*GIVEN REQUEST:* Rewrite the listing below, replacing each "noun phrase" with "text label" and keeping everything else the same.

*Detection examples:*
──────────

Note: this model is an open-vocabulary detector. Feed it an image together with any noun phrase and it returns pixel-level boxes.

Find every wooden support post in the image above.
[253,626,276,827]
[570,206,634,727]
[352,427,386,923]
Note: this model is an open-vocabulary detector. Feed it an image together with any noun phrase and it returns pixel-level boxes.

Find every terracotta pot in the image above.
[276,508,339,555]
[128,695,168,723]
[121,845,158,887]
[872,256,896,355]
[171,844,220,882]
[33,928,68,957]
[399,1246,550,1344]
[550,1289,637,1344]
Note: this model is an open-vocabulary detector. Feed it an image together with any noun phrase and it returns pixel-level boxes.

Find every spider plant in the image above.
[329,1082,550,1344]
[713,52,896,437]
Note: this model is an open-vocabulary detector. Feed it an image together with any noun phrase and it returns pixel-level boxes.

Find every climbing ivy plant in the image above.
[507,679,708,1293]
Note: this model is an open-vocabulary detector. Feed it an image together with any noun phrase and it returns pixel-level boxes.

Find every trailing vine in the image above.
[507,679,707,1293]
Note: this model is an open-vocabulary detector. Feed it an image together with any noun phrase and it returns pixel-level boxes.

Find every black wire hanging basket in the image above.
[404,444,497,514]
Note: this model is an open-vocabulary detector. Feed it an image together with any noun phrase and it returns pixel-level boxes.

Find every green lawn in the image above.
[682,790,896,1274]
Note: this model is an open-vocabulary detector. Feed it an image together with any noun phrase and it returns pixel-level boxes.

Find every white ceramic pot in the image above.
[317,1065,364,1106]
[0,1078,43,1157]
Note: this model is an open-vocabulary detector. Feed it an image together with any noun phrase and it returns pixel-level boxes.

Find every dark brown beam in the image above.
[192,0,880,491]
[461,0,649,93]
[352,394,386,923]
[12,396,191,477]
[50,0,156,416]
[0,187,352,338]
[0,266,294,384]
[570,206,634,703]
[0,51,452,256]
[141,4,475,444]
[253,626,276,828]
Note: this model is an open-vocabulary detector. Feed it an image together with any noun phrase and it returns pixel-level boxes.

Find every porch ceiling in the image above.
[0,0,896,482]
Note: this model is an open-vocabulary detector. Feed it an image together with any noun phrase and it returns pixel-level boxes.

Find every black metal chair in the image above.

──────────

*WRITTEN ANSWER:*
Note: this model is an open-vocabulary detector. Feed it an image together with any text label and it returns pixel-level boxes.

Find every wooden support post in the image above.
[253,626,276,827]
[570,206,634,727]
[352,427,386,923]
Note: this model is an open-vocabulary detector. Feed it an image together with any text label and it returns pixel-level boxes.

Find every terracotta pot in the image above.
[276,508,339,555]
[128,695,168,723]
[121,845,158,887]
[872,256,896,355]
[171,844,220,882]
[33,928,68,957]
[399,1246,550,1344]
[550,1289,637,1344]
Note: this model is an open-vocabulary detector. Feed it an image together with any text label and it returns pixel-level boxes.

Find every spider plant in the image above.
[329,1082,550,1344]
[713,52,896,437]
Note: this model is an open-vocabulary detector. Feed it an image together with any text label and it returns pixel-level boxes.

Find every climbing ivy plant in the image above.
[507,679,708,1293]
Note: this model is an open-vocabulary detector. Feed it an image together with any text label and it returns pixel-level boxes.

Find every trailing vine in the image above.
[507,679,707,1293]
Note: this model is an open-vocabulary detector. Feed it an image together with any text label and it returns pixel-level boxes.

Find every black wire hanging basket in the image above.
[404,444,497,514]
Note: this model is an open-vocabulary detector. Feed it an image together with any text label and it returns pixel-level boxes.

Find every green lawn in the image above.
[682,790,896,1274]
Note: this model is an open-vocabulary detector. Feed it an image together with any text label and it returns pixel-level boxes.

Find every white ceramic pot in the image above.
[317,1065,364,1106]
[0,1078,43,1157]
Note: this model is an open-vocabulary detector. Feed it an image together with any text label and it returns pixel-level boxes.

Find every dark brown beam in the image above.
[192,0,880,491]
[461,0,649,93]
[352,394,386,923]
[12,396,191,477]
[50,0,156,416]
[0,187,352,338]
[0,266,294,384]
[570,206,634,703]
[0,51,452,256]
[141,4,475,444]
[253,626,276,828]
Note: this model is an open-vocabulary detector. Feed it an image together with any text label and it returns pixel-level boxes.

Find every porch ceiling in the image above.
[0,0,896,482]
Note: this model is an open-vocabulary detector. Feed it an image together with any text label and it returns pixel-level boxes.

Find every black metal chair in the image above.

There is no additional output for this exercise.